● **Instructions to follow**:
Print the following lines again without any changes.

Labeling and segmentation records:
•••••
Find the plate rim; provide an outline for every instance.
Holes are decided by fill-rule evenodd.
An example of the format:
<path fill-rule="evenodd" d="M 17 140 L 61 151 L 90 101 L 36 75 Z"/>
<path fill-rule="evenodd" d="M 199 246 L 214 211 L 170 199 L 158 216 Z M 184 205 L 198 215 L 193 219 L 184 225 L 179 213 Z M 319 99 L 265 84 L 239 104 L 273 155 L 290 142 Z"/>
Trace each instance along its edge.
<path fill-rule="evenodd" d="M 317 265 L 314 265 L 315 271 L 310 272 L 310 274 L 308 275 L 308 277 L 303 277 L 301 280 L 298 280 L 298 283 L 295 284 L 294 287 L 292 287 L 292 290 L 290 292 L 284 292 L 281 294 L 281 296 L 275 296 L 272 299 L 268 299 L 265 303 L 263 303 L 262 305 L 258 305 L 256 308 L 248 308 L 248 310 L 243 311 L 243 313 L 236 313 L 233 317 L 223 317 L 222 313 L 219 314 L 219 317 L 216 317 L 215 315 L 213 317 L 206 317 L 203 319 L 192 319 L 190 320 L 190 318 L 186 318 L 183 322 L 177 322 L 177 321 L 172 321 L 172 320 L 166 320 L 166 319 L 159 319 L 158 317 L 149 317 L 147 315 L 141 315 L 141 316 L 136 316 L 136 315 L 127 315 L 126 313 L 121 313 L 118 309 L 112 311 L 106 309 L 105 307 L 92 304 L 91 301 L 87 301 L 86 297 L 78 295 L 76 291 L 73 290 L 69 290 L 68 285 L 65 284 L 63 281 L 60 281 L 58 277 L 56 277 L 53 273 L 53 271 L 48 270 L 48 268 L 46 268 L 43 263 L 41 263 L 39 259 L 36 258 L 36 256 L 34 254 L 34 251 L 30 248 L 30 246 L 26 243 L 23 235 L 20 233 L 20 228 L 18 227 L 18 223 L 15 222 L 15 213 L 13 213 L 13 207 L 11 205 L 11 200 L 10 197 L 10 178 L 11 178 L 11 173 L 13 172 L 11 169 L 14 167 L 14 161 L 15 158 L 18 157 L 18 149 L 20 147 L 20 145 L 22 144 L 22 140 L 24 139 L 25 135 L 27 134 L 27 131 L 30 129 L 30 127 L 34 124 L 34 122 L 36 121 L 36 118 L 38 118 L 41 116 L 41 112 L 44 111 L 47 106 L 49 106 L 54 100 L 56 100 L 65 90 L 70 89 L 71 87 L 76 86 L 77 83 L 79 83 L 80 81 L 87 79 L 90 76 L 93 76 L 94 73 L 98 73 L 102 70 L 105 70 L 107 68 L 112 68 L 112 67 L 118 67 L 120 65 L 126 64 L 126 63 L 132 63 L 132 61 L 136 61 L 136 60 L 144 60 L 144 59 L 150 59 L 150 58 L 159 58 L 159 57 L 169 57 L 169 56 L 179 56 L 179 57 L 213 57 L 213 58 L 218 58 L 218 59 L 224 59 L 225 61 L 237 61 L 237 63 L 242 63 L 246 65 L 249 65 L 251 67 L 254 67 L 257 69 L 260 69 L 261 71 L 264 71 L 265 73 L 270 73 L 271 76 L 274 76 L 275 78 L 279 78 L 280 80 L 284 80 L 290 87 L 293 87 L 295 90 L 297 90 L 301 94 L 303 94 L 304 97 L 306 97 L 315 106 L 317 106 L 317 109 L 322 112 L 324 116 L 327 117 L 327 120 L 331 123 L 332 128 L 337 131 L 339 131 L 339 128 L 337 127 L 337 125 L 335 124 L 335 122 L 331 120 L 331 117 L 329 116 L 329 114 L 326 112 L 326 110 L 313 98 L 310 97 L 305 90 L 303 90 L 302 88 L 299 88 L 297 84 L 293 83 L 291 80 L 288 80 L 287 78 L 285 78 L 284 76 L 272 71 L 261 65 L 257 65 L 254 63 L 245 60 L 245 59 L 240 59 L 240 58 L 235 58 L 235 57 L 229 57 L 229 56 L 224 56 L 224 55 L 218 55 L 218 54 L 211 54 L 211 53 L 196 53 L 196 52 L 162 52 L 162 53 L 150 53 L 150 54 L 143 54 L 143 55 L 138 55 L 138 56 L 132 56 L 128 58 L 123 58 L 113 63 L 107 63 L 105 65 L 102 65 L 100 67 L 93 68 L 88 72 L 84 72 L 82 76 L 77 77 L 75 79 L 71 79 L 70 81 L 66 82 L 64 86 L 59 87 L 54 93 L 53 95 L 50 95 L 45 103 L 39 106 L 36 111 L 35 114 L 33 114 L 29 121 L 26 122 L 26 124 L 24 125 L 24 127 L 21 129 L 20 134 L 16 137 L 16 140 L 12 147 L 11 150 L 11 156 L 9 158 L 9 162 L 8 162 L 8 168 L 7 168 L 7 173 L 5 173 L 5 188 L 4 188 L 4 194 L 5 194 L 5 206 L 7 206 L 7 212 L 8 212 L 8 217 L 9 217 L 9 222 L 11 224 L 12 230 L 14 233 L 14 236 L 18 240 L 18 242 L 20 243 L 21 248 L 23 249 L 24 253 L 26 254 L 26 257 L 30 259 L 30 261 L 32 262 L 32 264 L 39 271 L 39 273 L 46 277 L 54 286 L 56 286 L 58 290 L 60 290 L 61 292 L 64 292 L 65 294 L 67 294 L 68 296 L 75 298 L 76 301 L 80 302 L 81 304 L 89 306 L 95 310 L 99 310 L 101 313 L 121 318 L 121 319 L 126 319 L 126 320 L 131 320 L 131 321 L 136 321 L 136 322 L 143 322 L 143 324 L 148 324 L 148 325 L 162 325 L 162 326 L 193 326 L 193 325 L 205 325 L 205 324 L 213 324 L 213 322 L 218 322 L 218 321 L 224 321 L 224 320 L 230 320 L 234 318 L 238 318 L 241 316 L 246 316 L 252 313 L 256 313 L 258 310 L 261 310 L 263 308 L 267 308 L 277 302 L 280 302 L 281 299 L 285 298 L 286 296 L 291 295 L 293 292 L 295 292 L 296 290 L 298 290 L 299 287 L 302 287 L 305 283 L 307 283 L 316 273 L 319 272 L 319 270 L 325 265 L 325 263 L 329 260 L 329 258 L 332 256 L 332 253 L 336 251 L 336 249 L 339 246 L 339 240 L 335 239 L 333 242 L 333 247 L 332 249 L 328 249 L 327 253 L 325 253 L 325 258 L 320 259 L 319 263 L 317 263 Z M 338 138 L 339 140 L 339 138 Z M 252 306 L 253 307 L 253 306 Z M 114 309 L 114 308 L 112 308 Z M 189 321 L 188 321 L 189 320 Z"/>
•••••
● **The solution**:
Find the plate rim; provide an outline for every instance.
Holes are decided by fill-rule evenodd.
An example of the format:
<path fill-rule="evenodd" d="M 17 140 L 61 151 L 90 101 L 36 75 Z"/>
<path fill-rule="evenodd" d="M 199 246 L 214 211 L 170 199 L 158 216 Z M 184 205 L 198 215 L 193 219 L 184 225 L 179 213 Z M 319 99 L 265 84 L 239 104 L 273 155 L 290 142 Z"/>
Trace each instance along its edge.
<path fill-rule="evenodd" d="M 317 265 L 314 265 L 315 271 L 310 272 L 310 274 L 308 275 L 308 277 L 303 277 L 301 280 L 298 280 L 298 283 L 295 284 L 294 287 L 292 287 L 292 290 L 290 292 L 284 292 L 281 294 L 281 296 L 275 296 L 272 299 L 268 299 L 265 303 L 263 303 L 262 305 L 258 305 L 256 308 L 248 308 L 248 310 L 243 311 L 243 313 L 236 313 L 233 317 L 223 317 L 222 313 L 219 314 L 219 317 L 216 317 L 215 315 L 213 317 L 206 317 L 203 319 L 192 319 L 190 320 L 190 318 L 186 318 L 183 322 L 177 322 L 177 321 L 172 321 L 172 320 L 166 320 L 166 319 L 159 319 L 158 317 L 149 317 L 147 315 L 141 315 L 141 316 L 136 316 L 136 315 L 127 315 L 126 313 L 121 313 L 118 309 L 112 311 L 106 309 L 105 307 L 92 304 L 91 301 L 87 301 L 86 297 L 78 295 L 76 291 L 73 290 L 69 290 L 68 285 L 65 284 L 63 281 L 60 281 L 58 277 L 56 277 L 53 273 L 53 271 L 48 270 L 48 268 L 46 268 L 43 263 L 41 263 L 39 259 L 36 258 L 36 256 L 34 254 L 34 251 L 30 248 L 30 246 L 26 243 L 23 235 L 20 233 L 20 228 L 18 227 L 18 223 L 15 222 L 15 213 L 13 213 L 13 207 L 11 205 L 11 200 L 10 197 L 10 178 L 11 178 L 11 173 L 13 172 L 11 169 L 14 167 L 14 161 L 15 158 L 18 157 L 18 149 L 20 147 L 20 145 L 22 144 L 22 140 L 24 139 L 25 135 L 27 134 L 27 131 L 30 129 L 30 127 L 34 124 L 34 122 L 36 121 L 36 118 L 38 118 L 41 116 L 41 112 L 44 111 L 47 106 L 49 106 L 54 100 L 56 100 L 65 90 L 70 89 L 71 87 L 76 86 L 77 83 L 79 83 L 80 81 L 87 79 L 90 76 L 93 76 L 94 73 L 98 73 L 102 70 L 105 70 L 107 68 L 112 68 L 112 67 L 118 67 L 120 65 L 126 64 L 126 63 L 132 63 L 132 61 L 136 61 L 136 60 L 144 60 L 144 59 L 150 59 L 150 58 L 159 58 L 159 57 L 169 57 L 169 56 L 179 56 L 179 57 L 213 57 L 213 58 L 218 58 L 218 59 L 224 59 L 225 61 L 237 61 L 237 63 L 242 63 L 246 65 L 249 65 L 251 67 L 254 67 L 257 69 L 260 69 L 261 71 L 264 71 L 265 73 L 270 73 L 271 76 L 274 76 L 275 78 L 279 78 L 280 80 L 284 80 L 290 87 L 293 87 L 295 90 L 297 90 L 301 94 L 303 94 L 304 97 L 306 97 L 315 106 L 317 106 L 317 109 L 322 112 L 324 116 L 327 117 L 327 120 L 331 123 L 332 128 L 337 131 L 339 131 L 339 128 L 337 127 L 337 125 L 335 124 L 335 122 L 331 120 L 331 117 L 329 116 L 329 114 L 326 112 L 326 110 L 313 98 L 310 97 L 305 90 L 303 90 L 302 88 L 299 88 L 297 84 L 293 83 L 291 80 L 288 80 L 287 78 L 285 78 L 284 76 L 272 71 L 261 65 L 257 65 L 254 63 L 245 60 L 245 59 L 240 59 L 240 58 L 235 58 L 235 57 L 229 57 L 229 56 L 224 56 L 224 55 L 218 55 L 218 54 L 211 54 L 211 53 L 196 53 L 196 52 L 162 52 L 162 53 L 150 53 L 150 54 L 143 54 L 143 55 L 138 55 L 138 56 L 132 56 L 128 58 L 123 58 L 113 63 L 107 63 L 105 65 L 102 65 L 100 67 L 93 68 L 88 72 L 84 72 L 82 76 L 77 77 L 75 79 L 71 79 L 70 81 L 66 82 L 64 86 L 59 87 L 54 93 L 53 95 L 50 95 L 45 103 L 39 106 L 36 111 L 35 114 L 33 114 L 29 121 L 26 122 L 26 124 L 24 125 L 24 127 L 21 129 L 20 134 L 16 137 L 16 140 L 12 147 L 11 150 L 11 156 L 9 158 L 9 162 L 8 162 L 8 168 L 7 168 L 7 173 L 5 173 L 5 188 L 4 188 L 4 194 L 5 194 L 5 206 L 7 206 L 7 212 L 8 212 L 8 217 L 9 217 L 9 222 L 11 224 L 12 230 L 14 233 L 14 236 L 18 240 L 18 242 L 20 243 L 21 248 L 23 249 L 24 253 L 26 254 L 26 257 L 30 259 L 30 261 L 32 262 L 32 264 L 39 271 L 39 273 L 46 277 L 54 286 L 56 286 L 58 290 L 60 290 L 61 292 L 64 292 L 65 294 L 67 294 L 68 296 L 75 298 L 76 301 L 80 302 L 81 304 L 89 306 L 95 310 L 99 310 L 101 313 L 121 318 L 121 319 L 126 319 L 126 320 L 131 320 L 131 321 L 136 321 L 136 322 L 143 322 L 143 324 L 148 324 L 148 325 L 162 325 L 162 326 L 193 326 L 193 325 L 205 325 L 205 324 L 213 324 L 213 322 L 218 322 L 218 321 L 224 321 L 224 320 L 230 320 L 234 318 L 238 318 L 241 316 L 246 316 L 252 313 L 256 313 L 258 310 L 261 310 L 263 308 L 267 308 L 277 302 L 280 302 L 281 299 L 285 298 L 286 296 L 291 295 L 293 292 L 295 292 L 296 290 L 298 290 L 299 287 L 302 287 L 305 283 L 307 283 L 316 273 L 319 272 L 319 270 L 325 265 L 325 263 L 329 260 L 329 258 L 332 256 L 332 253 L 336 251 L 336 249 L 339 246 L 339 240 L 335 239 L 333 242 L 333 247 L 332 249 L 328 249 L 327 253 L 325 253 L 325 258 L 320 259 L 319 263 L 317 263 Z M 338 138 L 339 140 L 339 138 Z M 252 306 L 253 307 L 253 306 Z M 114 309 L 114 308 L 112 308 Z M 189 321 L 188 321 L 189 320 Z"/>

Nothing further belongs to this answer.